● Page text
· · ·
Thread: PostgreSQL not using index for statement with group by

PostgreSQL not using index for statement with group by

From
Mark Starkman
Date:

I am new to PostgreSQL and I am evaluating it for use as a data  warehouse.  I am really struggling to get a simple query to perform well.  I have put the appropriate indexes on the table (at least they are appropriate from my use with several other RDBMS’s).  However, the query doesn’t perform well, and I’m not sure how to get it to return in reasonable amount of time.  Right now the query takes between 2 – 3 minutes to return.  There are about 39 million rows in the table. Here is all of the information that I have.  Please let me know if you I have done anything wrong or what needs to change.

 

Thanks,

Mark

 

Table Definition:

CREATE TABLE temp_inventory_fact

(

  item_id integer NOT NULL,

  date_id timestamp with time zone NOT NULL,

  "CBL_Key" integer NOT NULL,

  product_group_id integer NOT NULL,

  supplier_id numeric(19) NOT NULL,

  "Cost" numeric(19,9) NOT NULL,

  qty_on_hand numeric(19,9) NOT NULL,

  qty_allocated numeric(19,9) NOT NULL,

  qty_backordered numeric(19,9) NOT NULL,

  qty_on_po numeric(19,9) NOT NULL,

  qty_in_transit numeric(19,9) NOT NULL,

  qty_reserved numeric(19,9) NOT NULL,

  nonstock_id boolean NOT NULL

)

WITH (

  OIDS=FALSE

);

 

Query:

select product_group_id, SUM("Cost")

FROM temp_inventory_Fact

where product_group_id < 100

group by product_group_id

order by product_group_id

limit 50;

 

Indexes on table:

CREATE INDEX idx_temp_inventory_fact_product_cost ON temp_inventory_fact (product_group_id, "Cost");

CREATE INDEX idx_temp_inventory_fact_product ON temp_inventory_fact (product_group_id);

Re: PostgreSQL not using index for statement with group by

From
"Kevin Grittner"
Date:
Mark Starkman <mark.starkman@activant.com> wrote:

> I'm not sure how to get it to return in
> reasonable amount of time.

Some more information could help.

What version of PostgreSQL is this?

Please give an overview of the hardware and OS.

Please show your postgresql.conf file, excluding comments.

Please run your query with EXPLAIN ANALYZE in front, so we can see the
execution plan, with cost estimates compared to actual information.
· · ·
● Stored data entries
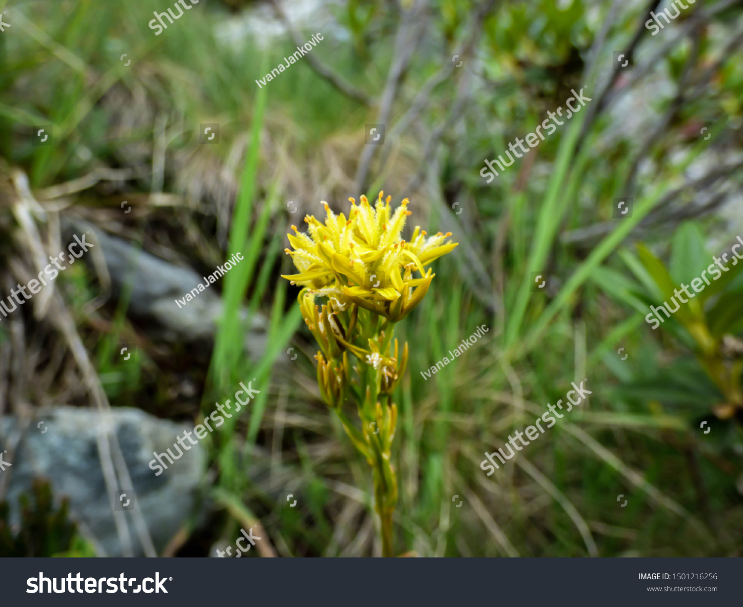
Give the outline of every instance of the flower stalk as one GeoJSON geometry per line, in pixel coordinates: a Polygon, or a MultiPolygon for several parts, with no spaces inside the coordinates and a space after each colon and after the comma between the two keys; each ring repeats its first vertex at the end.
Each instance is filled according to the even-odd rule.
{"type": "Polygon", "coordinates": [[[317,384],[322,400],[335,412],[343,429],[372,470],[374,510],[381,524],[382,552],[394,555],[392,515],[398,481],[392,446],[398,422],[393,394],[408,362],[408,344],[394,339],[395,325],[423,299],[435,274],[425,266],[451,251],[450,233],[426,238],[416,227],[410,241],[400,237],[408,200],[392,212],[391,197],[374,207],[366,196],[359,206],[349,198],[347,220],[323,202],[321,224],[308,215],[308,234],[292,226],[289,234],[298,274],[284,276],[303,287],[298,299],[305,322],[317,341],[317,384]],[[418,276],[414,276],[418,273],[418,276]],[[325,302],[315,303],[316,297],[325,302]],[[348,418],[344,406],[357,405],[360,429],[348,418]]]}

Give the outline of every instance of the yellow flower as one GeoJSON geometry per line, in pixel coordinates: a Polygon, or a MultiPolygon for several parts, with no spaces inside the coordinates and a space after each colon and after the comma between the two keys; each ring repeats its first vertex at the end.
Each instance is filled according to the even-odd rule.
{"type": "Polygon", "coordinates": [[[444,242],[451,233],[426,238],[415,228],[412,239],[400,238],[410,212],[408,199],[392,212],[390,196],[379,192],[375,208],[366,196],[361,204],[349,198],[348,219],[337,215],[323,201],[327,217],[321,224],[314,216],[305,218],[308,235],[292,226],[289,242],[298,274],[284,276],[293,284],[306,287],[308,293],[325,296],[335,307],[344,309],[353,302],[393,322],[401,320],[423,299],[435,274],[425,266],[451,251],[456,243],[444,242]],[[413,273],[419,277],[414,278],[413,273]]]}

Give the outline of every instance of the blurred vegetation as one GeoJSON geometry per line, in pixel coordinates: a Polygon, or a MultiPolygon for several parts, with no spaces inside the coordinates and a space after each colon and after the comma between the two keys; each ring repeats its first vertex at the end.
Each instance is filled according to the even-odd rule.
{"type": "MultiPolygon", "coordinates": [[[[0,0],[13,24],[0,34],[4,200],[18,195],[13,169],[37,194],[126,169],[39,196],[47,221],[84,217],[197,271],[237,251],[246,259],[218,285],[224,312],[206,353],[149,340],[126,293],[88,311],[101,290],[91,268],[59,280],[112,406],[195,423],[238,382],[255,377],[262,389],[205,441],[214,511],[192,522],[178,554],[213,555],[256,522],[281,556],[380,554],[371,475],[319,399],[298,290],[279,275],[291,224],[321,213],[321,200],[337,211],[348,195],[383,189],[396,204],[410,198],[417,223],[462,243],[397,327],[411,349],[395,397],[396,552],[741,556],[743,279],[729,273],[658,331],[643,321],[669,287],[699,275],[709,251],[743,234],[739,2],[698,0],[655,36],[643,24],[657,2],[318,4],[329,20],[311,53],[369,106],[306,57],[259,88],[296,41],[240,12],[272,15],[270,4],[244,4],[202,0],[155,36],[150,2],[0,0]],[[612,70],[615,51],[632,71],[612,70]],[[484,158],[584,86],[592,100],[580,113],[484,183],[484,158]],[[198,144],[206,123],[219,123],[218,145],[198,144]],[[365,125],[380,123],[385,145],[365,146],[365,125]],[[49,124],[53,145],[34,146],[32,127],[49,124]],[[614,198],[627,195],[631,217],[612,219],[614,198]],[[121,213],[125,200],[135,212],[121,213]],[[546,293],[531,290],[535,271],[550,276],[546,293]],[[266,319],[258,361],[242,350],[242,307],[266,319]],[[482,324],[486,340],[422,377],[482,324]],[[126,369],[111,357],[120,338],[141,345],[126,369]],[[580,410],[485,475],[484,452],[586,377],[593,394],[580,410]],[[184,379],[195,394],[179,391],[184,379]]],[[[314,31],[295,27],[303,41],[314,31]]],[[[21,230],[2,208],[8,275],[21,230]]],[[[49,322],[19,317],[25,339],[53,342],[49,322]]],[[[87,404],[71,374],[54,377],[27,386],[27,401],[87,404]]],[[[65,537],[48,551],[68,549],[65,537]]]]}
{"type": "Polygon", "coordinates": [[[13,533],[8,520],[8,504],[0,501],[0,556],[94,556],[95,552],[76,533],[68,519],[65,498],[56,511],[52,503],[51,484],[35,478],[33,505],[22,494],[21,525],[13,533]]]}

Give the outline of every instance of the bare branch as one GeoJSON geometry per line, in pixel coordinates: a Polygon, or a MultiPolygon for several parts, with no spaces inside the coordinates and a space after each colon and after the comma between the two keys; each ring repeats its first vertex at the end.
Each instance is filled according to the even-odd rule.
{"type": "MultiPolygon", "coordinates": [[[[284,12],[284,9],[279,0],[272,0],[272,1],[276,13],[279,15],[281,20],[284,22],[284,25],[286,25],[286,28],[289,31],[289,34],[291,36],[292,39],[294,41],[294,44],[297,46],[302,46],[304,44],[302,36],[299,36],[299,33],[294,29],[294,26],[292,25],[291,22],[289,21],[289,18],[287,16],[286,13],[284,12]]],[[[309,62],[312,69],[333,85],[333,86],[340,91],[340,92],[351,99],[361,102],[365,106],[372,105],[372,100],[369,95],[367,95],[360,88],[357,88],[340,74],[336,74],[336,72],[333,71],[333,70],[320,61],[317,56],[309,53],[305,56],[305,59],[309,62]]]]}

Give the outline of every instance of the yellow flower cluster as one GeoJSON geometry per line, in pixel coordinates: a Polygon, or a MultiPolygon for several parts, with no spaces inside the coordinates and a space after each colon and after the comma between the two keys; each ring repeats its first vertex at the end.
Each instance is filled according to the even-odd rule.
{"type": "Polygon", "coordinates": [[[312,295],[334,299],[338,309],[355,303],[392,322],[405,318],[423,299],[435,274],[424,269],[435,259],[457,246],[444,243],[451,233],[439,232],[426,238],[425,231],[416,227],[406,242],[400,238],[405,219],[410,212],[405,198],[393,213],[391,197],[383,201],[383,192],[375,208],[366,196],[351,207],[346,219],[337,215],[328,204],[325,224],[314,216],[305,221],[309,234],[302,234],[292,226],[294,234],[289,241],[294,250],[287,249],[299,273],[283,277],[301,285],[312,295]],[[413,272],[420,277],[413,278],[413,272]]]}

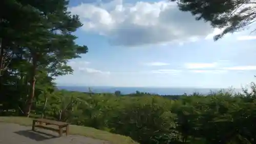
· · ·
● Work to be completed
Continue the forum thread about PostgreSQL not using an index for a GROUP BY query, starting right after its last sentence.

● Result of the task
If the the plan indicates a sequential scan, and you think an indexed
scan may be faster, you might be able to coerce it into the indexed
plan for diagnostic purposes by running this on the connection before
an EXPLAIN ANALYZE run:

set enable_seqscan = off;

You don't want to leave it off, or try to use that in production, but
it might be useful in figuring out what's going on.

That might be enough to diagnose the issue.

-Kevin

Re: PostgreSQL not using index for statement with group by

From
Scott Marlowe
Date:
On Thu, Sep 3, 2009 at 7:33 AM, Mark Starkman<mark.starkman@activant.com> wrote:
> I am new to PostgreSQL and I am evaluating it for use as a data  warehouse.
> I am really struggling to get a simple query to perform well.  I have put
> the appropriate indexes on the table (at least they are appropriate from my
> use with several other RDBMS’s).

Ok, first things first.  Pgsql isn't like most other dbms.  It's
indexes do not contain visibility info, which means that if the db
were to use the indexes to look up entries in a table, it still has to
go back to the table to look those values up to see if they are
visible to the current transation.

So, if you're retrieving a decent percentage of the table, it's
cheaper to just hit the table.  Note that this makes PostgreSQL poorly
suited for very wide tables.

Generally the trick to making large accesses run fast in pgsql is to
increase work_mem.  But some queries just aren't efficient in pgsql
that can be efficient in other dbs.

Possibly clustering on product_group_id would help.